__WHAT TO WORK ON__
Given the material below, return only the lines starting at the line with "Given the image above, locate every tall" and ending at the line with "Given the image above, locate every weathered", exactly as they appear.

__SUPPLIED MATERIAL__
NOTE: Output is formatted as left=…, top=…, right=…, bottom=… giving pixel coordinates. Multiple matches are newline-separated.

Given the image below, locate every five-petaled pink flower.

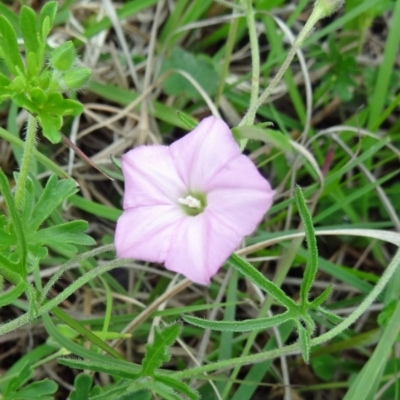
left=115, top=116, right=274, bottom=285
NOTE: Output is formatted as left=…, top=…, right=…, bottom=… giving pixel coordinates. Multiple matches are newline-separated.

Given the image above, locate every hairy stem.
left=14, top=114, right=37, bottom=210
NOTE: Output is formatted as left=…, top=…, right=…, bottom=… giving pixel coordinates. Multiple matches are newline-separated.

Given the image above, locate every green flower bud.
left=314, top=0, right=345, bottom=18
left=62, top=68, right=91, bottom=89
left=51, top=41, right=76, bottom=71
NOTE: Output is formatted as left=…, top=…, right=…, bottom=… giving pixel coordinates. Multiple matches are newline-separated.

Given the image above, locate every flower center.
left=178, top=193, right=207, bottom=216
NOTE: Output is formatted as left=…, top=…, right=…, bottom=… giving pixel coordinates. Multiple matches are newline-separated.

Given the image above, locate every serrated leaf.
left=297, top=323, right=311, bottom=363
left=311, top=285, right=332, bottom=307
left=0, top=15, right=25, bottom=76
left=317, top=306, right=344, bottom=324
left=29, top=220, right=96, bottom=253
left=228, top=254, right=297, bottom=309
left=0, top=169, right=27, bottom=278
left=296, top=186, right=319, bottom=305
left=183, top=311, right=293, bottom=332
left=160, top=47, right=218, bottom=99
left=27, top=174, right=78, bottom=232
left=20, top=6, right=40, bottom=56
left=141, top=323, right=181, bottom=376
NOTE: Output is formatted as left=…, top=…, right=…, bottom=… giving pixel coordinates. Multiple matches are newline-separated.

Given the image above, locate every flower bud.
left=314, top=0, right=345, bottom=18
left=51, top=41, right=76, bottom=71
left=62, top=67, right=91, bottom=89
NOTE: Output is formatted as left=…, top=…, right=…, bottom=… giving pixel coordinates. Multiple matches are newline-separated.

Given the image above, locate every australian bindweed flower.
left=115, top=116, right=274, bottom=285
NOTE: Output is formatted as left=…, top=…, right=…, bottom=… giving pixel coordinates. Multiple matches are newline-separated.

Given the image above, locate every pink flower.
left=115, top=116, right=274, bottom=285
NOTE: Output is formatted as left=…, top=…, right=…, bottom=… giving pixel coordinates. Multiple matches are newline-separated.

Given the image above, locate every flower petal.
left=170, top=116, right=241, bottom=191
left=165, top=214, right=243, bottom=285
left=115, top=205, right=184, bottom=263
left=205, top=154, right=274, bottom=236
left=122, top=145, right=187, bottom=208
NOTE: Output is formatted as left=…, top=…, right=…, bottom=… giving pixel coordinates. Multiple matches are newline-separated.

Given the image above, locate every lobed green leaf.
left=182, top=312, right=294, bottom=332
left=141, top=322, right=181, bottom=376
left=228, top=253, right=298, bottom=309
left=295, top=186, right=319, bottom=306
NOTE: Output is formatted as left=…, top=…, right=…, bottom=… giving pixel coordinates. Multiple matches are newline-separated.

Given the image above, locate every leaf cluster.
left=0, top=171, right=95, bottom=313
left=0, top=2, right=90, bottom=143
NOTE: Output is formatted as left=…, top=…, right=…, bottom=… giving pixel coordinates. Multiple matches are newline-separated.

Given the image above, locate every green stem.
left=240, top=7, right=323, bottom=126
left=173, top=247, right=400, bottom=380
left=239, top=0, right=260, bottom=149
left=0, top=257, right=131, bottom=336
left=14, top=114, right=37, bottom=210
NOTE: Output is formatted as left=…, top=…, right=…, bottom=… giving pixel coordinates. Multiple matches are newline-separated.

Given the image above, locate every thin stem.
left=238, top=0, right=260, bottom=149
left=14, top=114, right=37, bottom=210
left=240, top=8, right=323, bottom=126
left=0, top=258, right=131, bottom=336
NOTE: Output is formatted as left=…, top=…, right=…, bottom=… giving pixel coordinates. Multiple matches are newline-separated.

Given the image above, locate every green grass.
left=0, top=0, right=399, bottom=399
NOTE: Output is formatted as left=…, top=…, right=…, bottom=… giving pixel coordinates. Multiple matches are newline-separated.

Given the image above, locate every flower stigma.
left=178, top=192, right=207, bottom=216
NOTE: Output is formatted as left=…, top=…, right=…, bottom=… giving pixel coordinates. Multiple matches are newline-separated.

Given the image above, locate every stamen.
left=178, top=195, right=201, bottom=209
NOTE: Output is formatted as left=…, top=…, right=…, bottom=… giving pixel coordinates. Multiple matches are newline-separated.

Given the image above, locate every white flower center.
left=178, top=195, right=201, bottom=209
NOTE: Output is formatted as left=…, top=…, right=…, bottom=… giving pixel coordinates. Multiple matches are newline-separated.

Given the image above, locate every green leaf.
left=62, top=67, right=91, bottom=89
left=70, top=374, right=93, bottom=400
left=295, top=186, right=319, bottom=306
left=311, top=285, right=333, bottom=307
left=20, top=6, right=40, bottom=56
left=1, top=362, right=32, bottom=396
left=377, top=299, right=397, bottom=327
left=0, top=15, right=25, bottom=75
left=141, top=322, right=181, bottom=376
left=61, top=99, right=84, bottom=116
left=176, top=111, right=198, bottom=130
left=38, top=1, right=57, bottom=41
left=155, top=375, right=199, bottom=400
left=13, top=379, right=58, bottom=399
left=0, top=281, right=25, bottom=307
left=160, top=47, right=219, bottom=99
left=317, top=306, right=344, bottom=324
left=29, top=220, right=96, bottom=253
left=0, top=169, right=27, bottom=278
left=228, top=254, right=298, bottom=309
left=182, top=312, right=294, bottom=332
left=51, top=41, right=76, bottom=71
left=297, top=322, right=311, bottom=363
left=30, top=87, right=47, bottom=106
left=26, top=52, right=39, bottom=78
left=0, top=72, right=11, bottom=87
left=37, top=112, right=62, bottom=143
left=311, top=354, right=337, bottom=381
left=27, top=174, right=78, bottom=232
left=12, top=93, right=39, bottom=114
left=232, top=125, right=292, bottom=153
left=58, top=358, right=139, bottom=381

--

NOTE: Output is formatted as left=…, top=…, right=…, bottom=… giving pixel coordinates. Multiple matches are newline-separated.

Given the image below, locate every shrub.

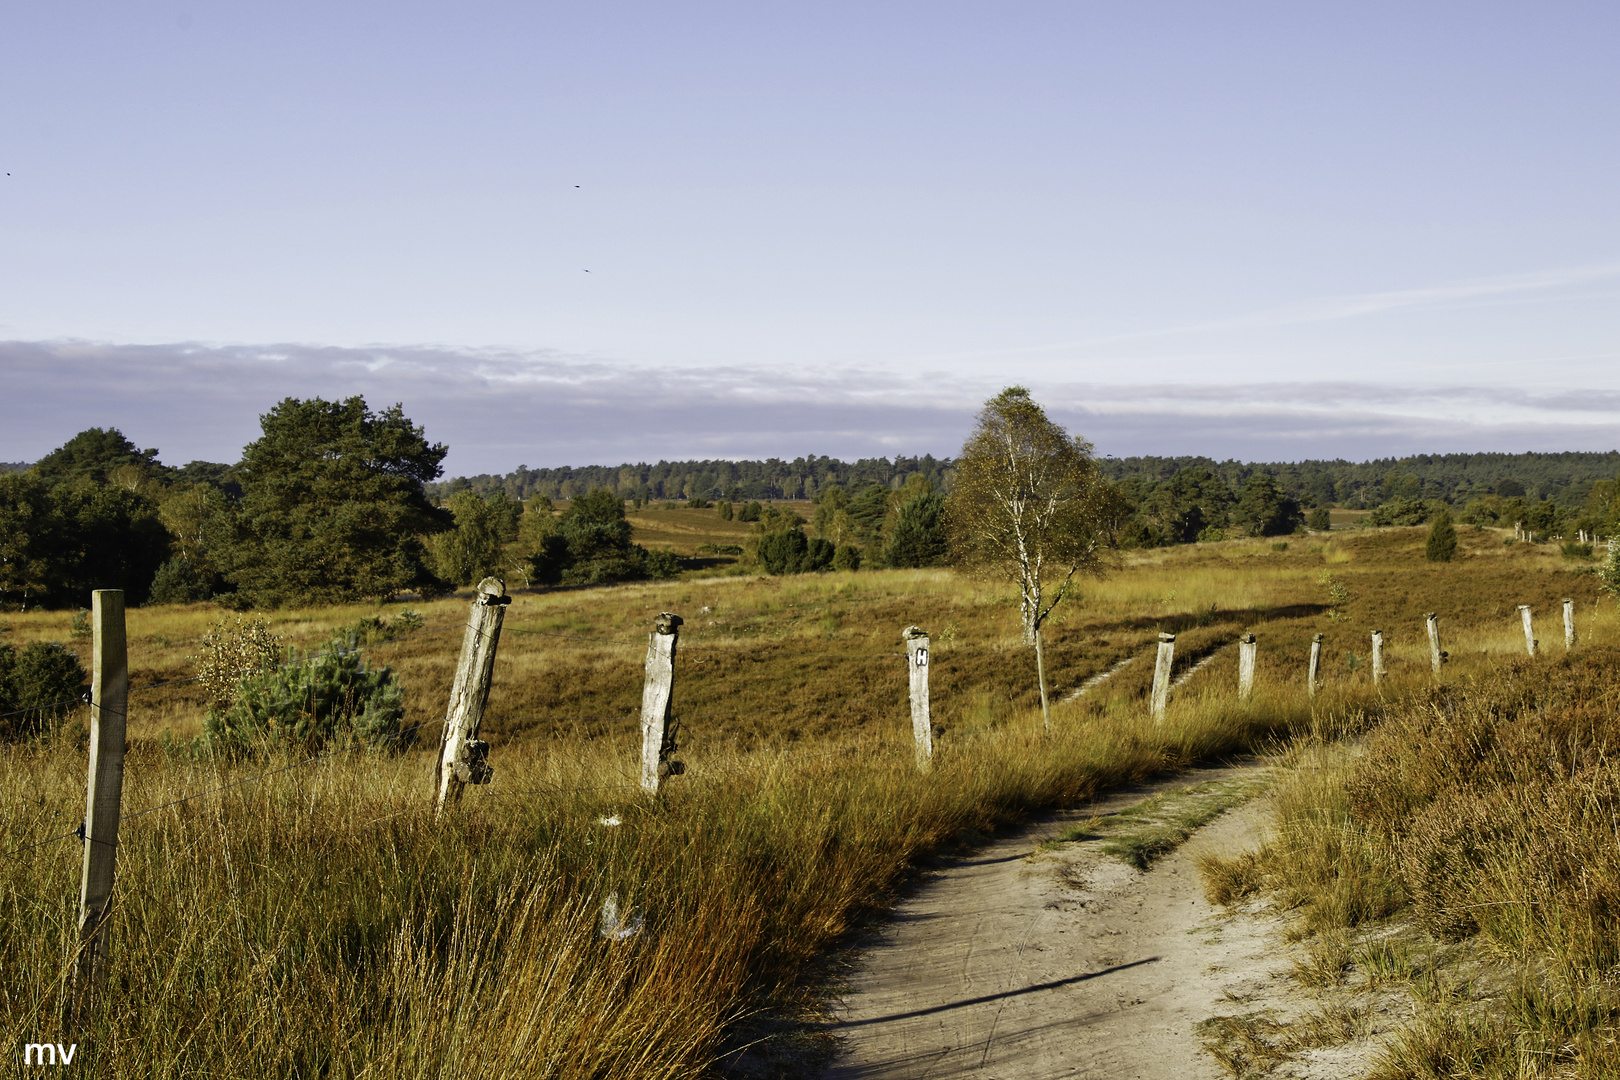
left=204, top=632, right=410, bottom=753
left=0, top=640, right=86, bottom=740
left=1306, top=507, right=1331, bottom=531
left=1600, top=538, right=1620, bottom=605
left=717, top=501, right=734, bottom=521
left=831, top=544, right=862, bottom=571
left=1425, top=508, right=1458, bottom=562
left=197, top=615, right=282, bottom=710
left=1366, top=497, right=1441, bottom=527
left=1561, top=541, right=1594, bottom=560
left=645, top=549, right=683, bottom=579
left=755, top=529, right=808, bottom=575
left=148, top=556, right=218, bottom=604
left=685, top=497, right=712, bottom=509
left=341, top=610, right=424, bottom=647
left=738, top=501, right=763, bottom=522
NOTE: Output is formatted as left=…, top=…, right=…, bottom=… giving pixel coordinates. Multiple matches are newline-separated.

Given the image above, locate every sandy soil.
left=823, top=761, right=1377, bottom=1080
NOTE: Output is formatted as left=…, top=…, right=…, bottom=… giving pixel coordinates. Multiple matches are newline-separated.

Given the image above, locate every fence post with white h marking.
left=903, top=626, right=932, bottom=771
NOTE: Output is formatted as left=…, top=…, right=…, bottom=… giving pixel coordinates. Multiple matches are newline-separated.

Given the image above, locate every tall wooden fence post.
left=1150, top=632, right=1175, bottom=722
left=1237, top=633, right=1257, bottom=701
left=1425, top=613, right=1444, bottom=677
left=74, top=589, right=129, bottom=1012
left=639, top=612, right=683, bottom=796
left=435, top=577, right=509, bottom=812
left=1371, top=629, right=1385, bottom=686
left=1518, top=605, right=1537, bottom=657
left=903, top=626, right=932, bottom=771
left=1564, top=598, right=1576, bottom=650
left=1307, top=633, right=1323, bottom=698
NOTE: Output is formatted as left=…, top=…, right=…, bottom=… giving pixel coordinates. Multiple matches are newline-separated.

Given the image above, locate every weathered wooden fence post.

__COMPLETED EXERCISE__
Given the image above, locate every tall wooden fence post.
left=1150, top=632, right=1175, bottom=722
left=1237, top=633, right=1257, bottom=701
left=1425, top=613, right=1444, bottom=677
left=74, top=589, right=129, bottom=1012
left=639, top=612, right=683, bottom=796
left=435, top=577, right=509, bottom=812
left=1371, top=629, right=1385, bottom=686
left=1518, top=605, right=1537, bottom=657
left=903, top=626, right=932, bottom=771
left=1564, top=598, right=1576, bottom=650
left=1307, top=633, right=1323, bottom=698
NOTE: Output is formatted as left=…, top=…, right=…, bottom=… giving pixel coordinates. Multiple matches are newline-separated.

Given the image above, locate every weathered wooden fence post.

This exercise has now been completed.